_Supplied passage:_

Lea Mertens still remembers one participant from Mannheim who, months after a single psilocybin session, described feeling "like a stranger to his own sadness"—a moment that crystallized the potential of this therapy. Now, new findings from the EPIsoDE study, led by the Central Institute of Mental Health (CIMH), Charité–Universitätsmedizin Berlin, and the MIND Foundation, show that psilocybin combined with structured psychotherapy can produce meaningful, lasting relief for people with treatment-resistant depression—relief that holds for up to a year. This is the most comprehensive long-term follow-up of a psychedelic clinical trial to date, offering hope to millions who find little relief in conventional antidepressants.
Depression that resists standard treatments affects roughly one-third of patients, leaving them in prolonged distress. The EPIsoDE study enrolled 144 such individuals across Mannheim and Berlin between 2021 and 2024. All received at least one 25 mg dose of psilocybin within a carefully structured psychotherapeutic framework, including preparatory and integration sessions. Of these, 126 participants were followed at six and twelve months, offering an unprecedented window into the durability of psychedelic-assisted therapy.
The results are striking. Using the Hamilton Depression Rating Scale (HAMD17), researchers found that, on average, depressive symptoms remained about 8 points lower at the 12-month mark compared to baseline—a clinically significant improvement. Even more telling, this benefit persisted regardless of whether participants later resumed conventional antidepressants, suggesting the psilocybin experience itself contributed to sustained change. "Unlike traditional antidepressants, psilocybin is not taken continuously, but is used in just a few sessions alongside psychotherapy. This makes the results particularly remarkable," says Lea Mertens, the study’s first author.
Prof. Dr. Gerhard Gründer, head of the Department of Molecular Neuroimaging at CIMH, emphasizes the importance of long-term stability: "There is a great need for new treatment approaches that go beyond short-term improvements, especially in cases of treatment-resistant depression." The therapy’s structure—centered on integrating intense, often transformative experiences—appears crucial. Many participants joined optional monthly integration groups, a testament to the lasting psychological impact of their sessions.
Still, the team urges caution. This follow-up lacked a control group after the initial trial, and participants could resume standard treatments. Future randomized, long-term studies are needed to confirm these findings. Yet the message is clear: for some, a brief, profound experience may reset a long struggle. As research continues, the door opens to a future where healing isn’t measured in daily pills, but in moments that echo for months.

_Given data:_
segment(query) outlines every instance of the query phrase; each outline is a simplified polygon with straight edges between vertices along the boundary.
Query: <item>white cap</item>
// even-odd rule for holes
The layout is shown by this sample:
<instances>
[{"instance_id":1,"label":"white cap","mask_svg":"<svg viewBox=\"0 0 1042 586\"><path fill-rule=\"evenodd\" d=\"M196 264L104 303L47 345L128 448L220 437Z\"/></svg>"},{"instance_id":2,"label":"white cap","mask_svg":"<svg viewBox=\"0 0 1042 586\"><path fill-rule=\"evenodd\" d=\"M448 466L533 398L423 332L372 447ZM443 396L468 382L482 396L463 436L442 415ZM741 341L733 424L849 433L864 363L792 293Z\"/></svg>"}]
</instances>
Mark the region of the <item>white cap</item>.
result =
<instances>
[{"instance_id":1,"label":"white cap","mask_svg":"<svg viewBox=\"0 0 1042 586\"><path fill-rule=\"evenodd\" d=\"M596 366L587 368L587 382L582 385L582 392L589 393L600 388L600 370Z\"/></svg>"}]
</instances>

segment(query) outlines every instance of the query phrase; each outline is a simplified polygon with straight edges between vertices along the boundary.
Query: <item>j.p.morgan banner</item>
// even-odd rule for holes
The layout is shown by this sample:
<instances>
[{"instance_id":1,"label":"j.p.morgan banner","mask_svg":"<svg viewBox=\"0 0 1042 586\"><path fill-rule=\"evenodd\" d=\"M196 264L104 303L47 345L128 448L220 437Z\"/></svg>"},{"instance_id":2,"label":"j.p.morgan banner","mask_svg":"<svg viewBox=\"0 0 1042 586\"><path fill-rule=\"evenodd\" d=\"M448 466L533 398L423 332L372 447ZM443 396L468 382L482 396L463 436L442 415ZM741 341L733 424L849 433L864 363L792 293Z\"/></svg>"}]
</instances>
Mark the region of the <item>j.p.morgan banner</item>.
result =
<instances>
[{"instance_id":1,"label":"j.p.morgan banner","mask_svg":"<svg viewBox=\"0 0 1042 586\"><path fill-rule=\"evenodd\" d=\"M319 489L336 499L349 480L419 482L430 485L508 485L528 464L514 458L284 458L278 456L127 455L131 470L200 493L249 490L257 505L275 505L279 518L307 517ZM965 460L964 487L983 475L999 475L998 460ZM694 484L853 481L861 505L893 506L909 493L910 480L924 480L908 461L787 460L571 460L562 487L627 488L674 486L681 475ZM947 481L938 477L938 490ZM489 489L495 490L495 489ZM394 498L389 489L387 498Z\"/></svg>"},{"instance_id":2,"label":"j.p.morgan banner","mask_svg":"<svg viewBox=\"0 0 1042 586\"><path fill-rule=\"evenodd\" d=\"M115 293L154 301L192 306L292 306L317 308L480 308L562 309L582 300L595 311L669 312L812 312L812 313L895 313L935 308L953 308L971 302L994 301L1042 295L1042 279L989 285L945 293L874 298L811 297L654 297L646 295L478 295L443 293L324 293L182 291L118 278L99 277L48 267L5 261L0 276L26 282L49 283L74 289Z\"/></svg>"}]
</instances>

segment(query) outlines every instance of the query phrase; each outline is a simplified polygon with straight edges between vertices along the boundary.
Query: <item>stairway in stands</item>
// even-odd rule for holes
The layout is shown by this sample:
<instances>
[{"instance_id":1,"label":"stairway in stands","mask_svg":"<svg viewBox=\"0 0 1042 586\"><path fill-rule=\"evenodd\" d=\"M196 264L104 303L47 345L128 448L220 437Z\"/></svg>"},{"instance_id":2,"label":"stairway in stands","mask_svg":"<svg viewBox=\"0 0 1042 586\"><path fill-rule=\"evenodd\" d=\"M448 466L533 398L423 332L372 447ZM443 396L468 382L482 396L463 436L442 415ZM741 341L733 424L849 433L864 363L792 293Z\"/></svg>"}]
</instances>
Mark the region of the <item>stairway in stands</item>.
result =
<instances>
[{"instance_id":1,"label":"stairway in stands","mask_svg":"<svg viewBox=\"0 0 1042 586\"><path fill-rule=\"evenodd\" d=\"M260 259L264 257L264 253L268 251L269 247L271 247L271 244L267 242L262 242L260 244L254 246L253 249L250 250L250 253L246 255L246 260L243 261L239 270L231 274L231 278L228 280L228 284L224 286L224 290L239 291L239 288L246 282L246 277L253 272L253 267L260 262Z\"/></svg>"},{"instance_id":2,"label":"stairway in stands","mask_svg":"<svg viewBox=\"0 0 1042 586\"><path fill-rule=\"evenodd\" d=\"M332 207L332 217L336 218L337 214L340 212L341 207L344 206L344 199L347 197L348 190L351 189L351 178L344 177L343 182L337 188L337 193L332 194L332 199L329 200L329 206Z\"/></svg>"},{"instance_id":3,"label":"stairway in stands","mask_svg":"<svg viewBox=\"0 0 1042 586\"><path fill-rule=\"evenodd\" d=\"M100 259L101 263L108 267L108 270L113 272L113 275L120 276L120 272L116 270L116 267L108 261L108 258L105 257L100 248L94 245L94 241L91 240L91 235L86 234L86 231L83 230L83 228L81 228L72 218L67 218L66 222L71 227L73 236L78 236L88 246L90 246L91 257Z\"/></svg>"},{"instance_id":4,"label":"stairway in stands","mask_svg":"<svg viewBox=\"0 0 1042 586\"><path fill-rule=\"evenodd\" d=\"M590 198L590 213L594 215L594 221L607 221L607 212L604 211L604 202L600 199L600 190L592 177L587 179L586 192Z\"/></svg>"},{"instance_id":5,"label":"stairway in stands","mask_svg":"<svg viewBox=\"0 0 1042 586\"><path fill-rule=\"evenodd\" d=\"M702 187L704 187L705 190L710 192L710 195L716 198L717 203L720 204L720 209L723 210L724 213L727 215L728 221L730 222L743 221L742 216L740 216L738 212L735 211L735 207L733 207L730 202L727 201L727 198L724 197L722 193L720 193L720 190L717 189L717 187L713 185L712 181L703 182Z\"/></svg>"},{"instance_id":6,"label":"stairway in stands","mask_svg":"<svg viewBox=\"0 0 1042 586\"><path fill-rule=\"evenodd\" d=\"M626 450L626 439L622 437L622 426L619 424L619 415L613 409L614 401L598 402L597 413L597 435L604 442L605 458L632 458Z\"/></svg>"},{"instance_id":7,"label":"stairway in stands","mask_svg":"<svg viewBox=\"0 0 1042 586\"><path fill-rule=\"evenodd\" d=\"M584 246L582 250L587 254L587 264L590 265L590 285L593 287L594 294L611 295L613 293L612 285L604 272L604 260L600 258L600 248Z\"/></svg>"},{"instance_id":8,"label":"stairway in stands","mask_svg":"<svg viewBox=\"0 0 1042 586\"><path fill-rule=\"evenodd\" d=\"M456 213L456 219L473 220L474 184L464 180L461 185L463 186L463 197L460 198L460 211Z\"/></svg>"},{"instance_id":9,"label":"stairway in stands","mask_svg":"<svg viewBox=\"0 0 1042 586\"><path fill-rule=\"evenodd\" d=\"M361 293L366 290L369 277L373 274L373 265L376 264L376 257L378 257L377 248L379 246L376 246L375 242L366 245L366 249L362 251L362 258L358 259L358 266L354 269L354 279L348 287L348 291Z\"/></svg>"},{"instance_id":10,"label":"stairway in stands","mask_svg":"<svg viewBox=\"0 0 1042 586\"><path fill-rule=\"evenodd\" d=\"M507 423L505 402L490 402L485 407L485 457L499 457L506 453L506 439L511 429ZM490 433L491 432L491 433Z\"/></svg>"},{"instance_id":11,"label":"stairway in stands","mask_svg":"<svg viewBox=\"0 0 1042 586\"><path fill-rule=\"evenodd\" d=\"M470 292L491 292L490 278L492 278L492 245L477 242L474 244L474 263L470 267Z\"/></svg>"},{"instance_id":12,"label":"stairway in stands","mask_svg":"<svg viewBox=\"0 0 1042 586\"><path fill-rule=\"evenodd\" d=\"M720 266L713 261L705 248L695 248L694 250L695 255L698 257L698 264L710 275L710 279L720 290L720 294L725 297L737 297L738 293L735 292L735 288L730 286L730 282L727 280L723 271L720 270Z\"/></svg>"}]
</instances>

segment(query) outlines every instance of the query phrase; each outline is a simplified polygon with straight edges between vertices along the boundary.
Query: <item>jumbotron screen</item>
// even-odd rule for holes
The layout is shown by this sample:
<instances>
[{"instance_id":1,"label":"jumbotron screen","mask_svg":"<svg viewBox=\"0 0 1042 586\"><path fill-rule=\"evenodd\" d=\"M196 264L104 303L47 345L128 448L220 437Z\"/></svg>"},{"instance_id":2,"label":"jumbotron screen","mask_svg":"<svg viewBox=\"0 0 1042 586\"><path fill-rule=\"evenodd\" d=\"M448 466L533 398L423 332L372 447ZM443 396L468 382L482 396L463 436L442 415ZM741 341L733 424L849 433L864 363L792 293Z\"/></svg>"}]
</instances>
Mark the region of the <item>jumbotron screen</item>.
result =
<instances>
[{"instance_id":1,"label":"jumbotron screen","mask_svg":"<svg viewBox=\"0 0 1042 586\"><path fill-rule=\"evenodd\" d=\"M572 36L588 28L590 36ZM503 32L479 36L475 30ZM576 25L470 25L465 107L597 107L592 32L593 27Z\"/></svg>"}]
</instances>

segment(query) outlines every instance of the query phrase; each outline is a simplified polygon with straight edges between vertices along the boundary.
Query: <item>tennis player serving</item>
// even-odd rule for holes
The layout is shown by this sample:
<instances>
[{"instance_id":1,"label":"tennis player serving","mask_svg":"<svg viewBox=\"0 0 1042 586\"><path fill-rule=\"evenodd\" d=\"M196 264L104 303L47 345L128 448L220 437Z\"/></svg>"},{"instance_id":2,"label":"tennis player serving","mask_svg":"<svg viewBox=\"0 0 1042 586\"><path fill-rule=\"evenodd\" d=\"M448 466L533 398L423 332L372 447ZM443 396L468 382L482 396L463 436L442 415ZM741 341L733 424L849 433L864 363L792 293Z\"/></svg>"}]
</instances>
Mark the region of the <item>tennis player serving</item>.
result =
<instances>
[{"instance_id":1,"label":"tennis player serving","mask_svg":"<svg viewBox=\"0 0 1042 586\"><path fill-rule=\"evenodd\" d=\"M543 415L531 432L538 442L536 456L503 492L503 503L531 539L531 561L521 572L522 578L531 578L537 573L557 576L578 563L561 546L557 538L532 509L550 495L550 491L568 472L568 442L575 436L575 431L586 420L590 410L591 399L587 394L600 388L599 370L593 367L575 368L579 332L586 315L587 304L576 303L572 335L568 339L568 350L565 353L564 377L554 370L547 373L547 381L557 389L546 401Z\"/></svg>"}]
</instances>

_Exercise tasks:_
[a] Answer these questions from the article on the EPIsoDE study, one answer per line:
(i) How many people did the study enroll across Mannheim and Berlin?
(ii) What dose of psilocybin did every participant receive at least once?
(iii) Which rating scale did the researchers use to measure depressive symptoms?
[b] Reproduce without changes the part of the article on the EPIsoDE study that opens with the words containing "Prof. Dr. Gerhard" and closes with "of their sessions.".
[c] Summarize the article on the EPIsoDE study in two sentences.

_Per-task outputs:_
[a]
(i) 144
(ii) 25 mg
(iii) The Hamilton Depression Rating Scale (HAMD17)

[b]
Prof. Dr. Gerhard Gründer, head of the Department of Molecular Neuroimaging at CIMH, emphasizes the importance of long-term stability: "There is a great need for new treatment approaches that go beyond short-term improvements, especially in cases of treatment-resistant depression." The therapy’s structure—centered on integrating intense, often transformative experiences—appears crucial. Many participants joined optional monthly integration groups, a testament to the lasting psychological impact of their sessions.

[c] The EPIsoDE study found that psilocybin combined with structured psychotherapy gave people with treatment-resistant depression lasting relief. At 12 months, their symptoms were on average about 8 points lower than at baseline, even among those who later resumed conventional antidepressants, though the team cautions that the follow-up lacked a control group and that randomized long-term studies are needed to confirm the findings.